**Material shown**

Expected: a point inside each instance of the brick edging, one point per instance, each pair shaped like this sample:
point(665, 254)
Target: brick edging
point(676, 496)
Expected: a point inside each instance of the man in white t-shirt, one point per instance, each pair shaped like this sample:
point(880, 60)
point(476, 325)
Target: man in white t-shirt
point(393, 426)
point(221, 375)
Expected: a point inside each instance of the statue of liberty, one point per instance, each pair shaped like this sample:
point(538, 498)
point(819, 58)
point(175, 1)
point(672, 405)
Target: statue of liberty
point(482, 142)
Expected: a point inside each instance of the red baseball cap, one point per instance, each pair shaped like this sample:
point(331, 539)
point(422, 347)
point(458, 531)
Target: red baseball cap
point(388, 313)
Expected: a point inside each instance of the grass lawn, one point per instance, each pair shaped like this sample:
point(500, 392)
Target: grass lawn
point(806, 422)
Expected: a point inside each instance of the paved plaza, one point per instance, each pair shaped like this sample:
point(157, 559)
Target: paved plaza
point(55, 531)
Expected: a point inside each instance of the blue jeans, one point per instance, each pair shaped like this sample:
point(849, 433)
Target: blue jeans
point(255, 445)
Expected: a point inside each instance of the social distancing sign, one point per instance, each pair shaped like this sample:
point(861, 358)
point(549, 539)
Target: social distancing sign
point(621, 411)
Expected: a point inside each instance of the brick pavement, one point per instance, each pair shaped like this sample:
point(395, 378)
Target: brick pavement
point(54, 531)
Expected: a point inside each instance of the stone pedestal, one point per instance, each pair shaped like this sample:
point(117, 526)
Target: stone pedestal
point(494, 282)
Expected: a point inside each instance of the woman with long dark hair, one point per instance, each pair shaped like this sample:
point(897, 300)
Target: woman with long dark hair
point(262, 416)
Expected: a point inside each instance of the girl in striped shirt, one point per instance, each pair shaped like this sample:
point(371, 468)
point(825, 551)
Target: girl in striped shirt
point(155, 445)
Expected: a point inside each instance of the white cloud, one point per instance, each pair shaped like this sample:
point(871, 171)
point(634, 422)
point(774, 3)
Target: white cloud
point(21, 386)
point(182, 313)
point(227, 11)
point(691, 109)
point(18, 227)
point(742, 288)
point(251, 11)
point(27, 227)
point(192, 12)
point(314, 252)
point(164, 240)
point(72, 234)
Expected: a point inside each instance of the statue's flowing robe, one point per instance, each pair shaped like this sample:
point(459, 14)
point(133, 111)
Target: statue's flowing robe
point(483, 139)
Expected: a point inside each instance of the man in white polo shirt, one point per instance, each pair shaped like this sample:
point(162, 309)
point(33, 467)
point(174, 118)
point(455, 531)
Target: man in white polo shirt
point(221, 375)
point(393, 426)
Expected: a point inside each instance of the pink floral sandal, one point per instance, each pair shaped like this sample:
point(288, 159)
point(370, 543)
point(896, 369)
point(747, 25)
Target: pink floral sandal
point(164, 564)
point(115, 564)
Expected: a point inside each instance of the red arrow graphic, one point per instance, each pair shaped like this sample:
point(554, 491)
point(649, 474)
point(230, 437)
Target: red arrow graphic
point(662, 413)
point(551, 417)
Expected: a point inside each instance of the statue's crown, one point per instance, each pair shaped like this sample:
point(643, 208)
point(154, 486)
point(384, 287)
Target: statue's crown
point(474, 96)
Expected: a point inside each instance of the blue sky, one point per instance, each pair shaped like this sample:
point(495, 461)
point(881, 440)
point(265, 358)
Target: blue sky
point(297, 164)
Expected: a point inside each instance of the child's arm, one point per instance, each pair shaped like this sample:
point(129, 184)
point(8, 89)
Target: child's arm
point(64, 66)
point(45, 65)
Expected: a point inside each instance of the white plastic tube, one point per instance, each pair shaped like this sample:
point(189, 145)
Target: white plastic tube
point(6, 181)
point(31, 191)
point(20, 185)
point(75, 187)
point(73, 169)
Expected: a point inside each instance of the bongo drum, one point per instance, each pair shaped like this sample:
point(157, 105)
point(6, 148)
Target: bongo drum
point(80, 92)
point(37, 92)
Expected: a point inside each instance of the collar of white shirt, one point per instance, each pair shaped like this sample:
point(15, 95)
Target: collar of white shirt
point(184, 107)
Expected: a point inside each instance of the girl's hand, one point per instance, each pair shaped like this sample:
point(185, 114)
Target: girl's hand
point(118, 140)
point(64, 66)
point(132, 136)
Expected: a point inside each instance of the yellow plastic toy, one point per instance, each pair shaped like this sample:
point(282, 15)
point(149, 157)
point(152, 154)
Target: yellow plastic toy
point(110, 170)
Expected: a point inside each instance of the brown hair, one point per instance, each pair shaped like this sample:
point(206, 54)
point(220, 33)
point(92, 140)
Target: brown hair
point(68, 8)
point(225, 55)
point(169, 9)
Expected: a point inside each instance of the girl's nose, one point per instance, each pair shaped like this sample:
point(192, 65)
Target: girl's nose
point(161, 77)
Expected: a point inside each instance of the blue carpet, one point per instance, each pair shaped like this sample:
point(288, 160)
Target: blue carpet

**What the task asks**
Copy out the listing above word for word.

**Task result**
Expected: a point inside each instance of the brick edging, one point per instance, each pair shaped like this sample:
point(665, 254)
Target: brick edging
point(676, 496)
Expected: a point inside each instance of the man in white t-shirt, one point per instance, each pair shaped like this sample:
point(880, 60)
point(476, 325)
Target: man in white t-shirt
point(393, 426)
point(221, 375)
Expected: a point inside each instance of the statue of liberty, one point per instance, each pair shaped like this sample:
point(538, 498)
point(819, 58)
point(175, 1)
point(672, 405)
Target: statue of liberty
point(482, 142)
Expected: a point inside each instance of the red baseball cap, one point per instance, each pair shaped like this sample:
point(331, 539)
point(422, 347)
point(458, 531)
Target: red baseball cap
point(388, 313)
Expected: a point inside each instance of the grass lawn, one point per instance, each pair shaped like this sample:
point(500, 392)
Target: grass lawn
point(806, 422)
Expected: a point inside each instance of the paved plaza, one point per instance, each pair shaped like this sample:
point(157, 559)
Target: paved plaza
point(55, 531)
Expected: a point inside each instance of the blue jeans, one point per instance, each pair shaped like this sample:
point(849, 433)
Target: blue jeans
point(255, 445)
Expected: a point inside each instance of the social distancing sign, one point per instance, each pair shaped like this sample:
point(861, 358)
point(549, 539)
Target: social distancing sign
point(621, 411)
Expected: a point inside each instance of the brick pavement, one point per instance, each pair shaped like this sample:
point(395, 378)
Target: brick pavement
point(54, 531)
Expected: a point inside each instance of the stone pedestal, one point per instance, each pair shaped like this sample:
point(117, 526)
Target: stone pedestal
point(494, 282)
Expected: a point inside each instance of the woman with long dark hair, one point per instance, each pair shaped like this sample:
point(897, 300)
Target: woman with long dark hair
point(262, 416)
Expected: a point inside each instance of the girl in striped shirt, one point per instance, each pair shaped like this sample:
point(371, 468)
point(825, 551)
Target: girl in striped shirt
point(155, 445)
Expected: a point inside each instance of the white cloud, one point per instance, each pair shaped like this sample:
point(871, 171)
point(634, 422)
point(774, 3)
Target: white cloud
point(21, 386)
point(182, 313)
point(227, 11)
point(691, 109)
point(18, 227)
point(742, 288)
point(251, 11)
point(27, 227)
point(192, 12)
point(314, 252)
point(164, 240)
point(72, 234)
Expected: a point inside each instance of the statue's flowing robe, one point per instance, each pair shaped like this sample:
point(459, 14)
point(133, 111)
Target: statue's flowing robe
point(483, 139)
Expected: a point inside each instance of the man in white polo shirt, one point per instance, each pair shaped like this sample:
point(162, 309)
point(33, 467)
point(174, 118)
point(455, 531)
Target: man in white polo shirt
point(221, 375)
point(393, 426)
Expected: a point inside each instance of the pink floral sandal, one point per instance, each pair shaped like this sample:
point(288, 159)
point(370, 543)
point(896, 369)
point(747, 25)
Target: pink floral sandal
point(164, 564)
point(115, 564)
Expected: a point inside each instance of the red arrow graphic, one point per instance, each pair shaped like this sample:
point(554, 491)
point(649, 474)
point(230, 437)
Target: red arrow graphic
point(662, 413)
point(551, 417)
Expected: a point inside each instance of the statue's crown, one point per instance, each pair shaped like this sample:
point(643, 208)
point(154, 486)
point(384, 287)
Target: statue's crown
point(474, 96)
Expected: a point inside each instance of the blue sky, one point per instance, each pair shaped like this sample:
point(495, 461)
point(881, 440)
point(265, 358)
Target: blue sky
point(297, 164)
Expected: a point inside each instance of the child's arm, one point per instance, each pair shaped like this sample:
point(129, 184)
point(8, 89)
Target: child's arm
point(64, 66)
point(45, 65)
Expected: a point inside each instance of the white plastic tube, one point per instance, each pair shaped like this sample:
point(189, 145)
Target: white plastic tube
point(6, 181)
point(31, 191)
point(20, 185)
point(75, 187)
point(73, 169)
Expected: a point inside each instance of the bongo drum, one point per instance, each pair shaped like this sample:
point(157, 105)
point(6, 148)
Target: bongo drum
point(80, 92)
point(37, 92)
Expected: a point inside each instance of the collar of white shirt, one point per instance, each pair shaped like this sample:
point(15, 95)
Target: collar of white shirt
point(184, 107)
Expected: a point inside each instance of the girl's hand, one point per instance, each pair shaped like this sample:
point(185, 114)
Target: girl's hand
point(118, 140)
point(64, 66)
point(132, 136)
Expected: a point inside each instance of the yellow plastic toy, one point per instance, each pair shaped like this sample:
point(282, 15)
point(149, 157)
point(152, 154)
Target: yellow plastic toy
point(110, 170)
Expected: a point inside each instance of the brown hair, one point per instance, each pair shaped like this sample:
point(206, 54)
point(220, 33)
point(92, 140)
Target: brown hair
point(68, 8)
point(225, 55)
point(169, 9)
Expected: a point inside each instance of the girl's nose, one point per instance, each pair shaped like this sample:
point(192, 65)
Target: girl's nose
point(161, 77)
Expected: a point inside each instance of the blue carpet, one point per instance, each pair shaped like this sample:
point(288, 160)
Target: blue carpet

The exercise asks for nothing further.